EXERCISE INSTRUCTIONS: Format the rows below as a JSON list of strings, one string per line, omitting blank lines.

= Beginning of Section =

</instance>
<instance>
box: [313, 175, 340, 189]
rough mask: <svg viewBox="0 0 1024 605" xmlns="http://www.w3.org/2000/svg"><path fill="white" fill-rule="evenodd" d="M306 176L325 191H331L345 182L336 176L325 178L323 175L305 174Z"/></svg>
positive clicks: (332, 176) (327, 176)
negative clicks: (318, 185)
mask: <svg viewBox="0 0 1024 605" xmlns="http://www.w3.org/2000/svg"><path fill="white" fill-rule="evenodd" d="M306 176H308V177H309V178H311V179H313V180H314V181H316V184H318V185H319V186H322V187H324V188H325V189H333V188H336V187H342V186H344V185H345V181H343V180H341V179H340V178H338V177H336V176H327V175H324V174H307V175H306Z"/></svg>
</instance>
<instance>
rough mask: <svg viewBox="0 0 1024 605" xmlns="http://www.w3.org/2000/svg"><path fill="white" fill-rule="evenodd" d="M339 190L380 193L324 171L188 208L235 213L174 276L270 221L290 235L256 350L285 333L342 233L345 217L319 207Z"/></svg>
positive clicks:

= End of Section =

SOLUTION FOR THIS EXERCISE:
[
  "</instance>",
  "<instance>",
  "box: [313, 175, 340, 189]",
  "rough mask: <svg viewBox=\"0 0 1024 605\" xmlns=\"http://www.w3.org/2000/svg\"><path fill=\"white\" fill-rule=\"evenodd\" d=\"M306 176L325 191H331L345 182L336 176L325 178L323 175L305 174Z\"/></svg>",
  "positive clicks: (332, 176) (327, 176)",
  "negative clicks: (318, 185)",
  "mask: <svg viewBox=\"0 0 1024 605\" xmlns=\"http://www.w3.org/2000/svg\"><path fill=\"white\" fill-rule=\"evenodd\" d=\"M306 176H308V177H309V178H311V179H313V180H314V181H316V184H318V185H319V186H322V187H324V188H325V189H333V188H336V187H342V186H344V185H345V181H343V180H341V179H340V178H338V177H336V176H327V175H324V174H307V175H306Z\"/></svg>",
  "</instance>",
  "<instance>",
  "rough mask: <svg viewBox=\"0 0 1024 605\" xmlns=\"http://www.w3.org/2000/svg\"><path fill=\"white\" fill-rule=\"evenodd\" d=\"M339 190L380 193L324 171L188 208L235 213L174 276L270 221L290 235L256 350L285 333L342 233L345 217L319 207Z\"/></svg>",
  "positive clicks:"
]